§ **TASK REQUIREMENTS**
Carry on the forum thread about bloodfin tetras that lost their color, starting right after its final sentence.

# Bloodfin tetras lost their color overnight?????



## cherryblu (Jan 5, 2012)

I have a recently set up 55 gallon tank. Total there are 5 bloddfin tetras and 3 cherry barbs (I haven't introduced my 4 cherry barbs from my other tank yet). I put the bloodfins in the tank about 6-7 days ago, 3 days ago I put the cherry barbs. The bloodfins have been their silver with bright red fins until this morning. All of the water parameters are the same as 5 days ago. Temp. is set around 80-82. The one male cherry barb has been chasing them around, but so much too lose all of their color?
Thanks


----------



## 1077 (Apr 16, 2008)

cherryblu said:


> I have a recently set up 55 gallon tank. Total there are 5 bloddfin tetras and 3 cherry barbs (I haven't introduced my 4 cherry barbs from my other tank yet). I put the bloodfins in the tank about 6-7 days ago, 3 days ago I put the cherry barbs. The bloodfins have been their silver with bright red fins until this morning. All of the water parameters are the same as 5 days ago. Temp. is set around 80-82. The one male cherry barb has been chasing them around, but so much too lose all of their color?

§ **INFORMATION PROVIDED**
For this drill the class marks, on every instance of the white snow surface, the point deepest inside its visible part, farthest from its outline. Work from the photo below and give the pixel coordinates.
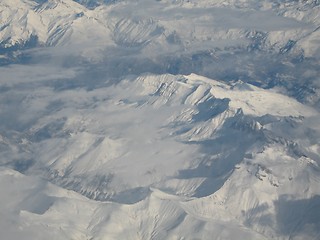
(160, 157)
(94, 146)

§ **WRITTEN RESPONSE**
> Thanks


Temp is too warm for these fish .
Would slowly, over the course of a day or two, try to reduce temp to 75 degree's or 76 degrees F.
Would also check water to see that ammonia and nitrites read zero and perform water changes as Needed if these level's are other than zero.


----------



## Romad (Jun 28, 2009)

Sounds like they might be stressed out too from the Cherry barb bullying them.


----------



## Byron (Mar 7, 2009)

I agree with 1077 and Romad. I think the high temp is probably the main issue, so when that is under control see how the behaviours between the two species works out.


----------



## 10galfreshwater (Jan 18, 2012)

Yep, would first lower the temp. My cherry barbs do good at around 75 or 76 so they should be happy there. As for the male cherry barb, i''m having the same trouble with a male in my tank bullying everyone else. May want to take him out for a while and see if that helps. Good luck!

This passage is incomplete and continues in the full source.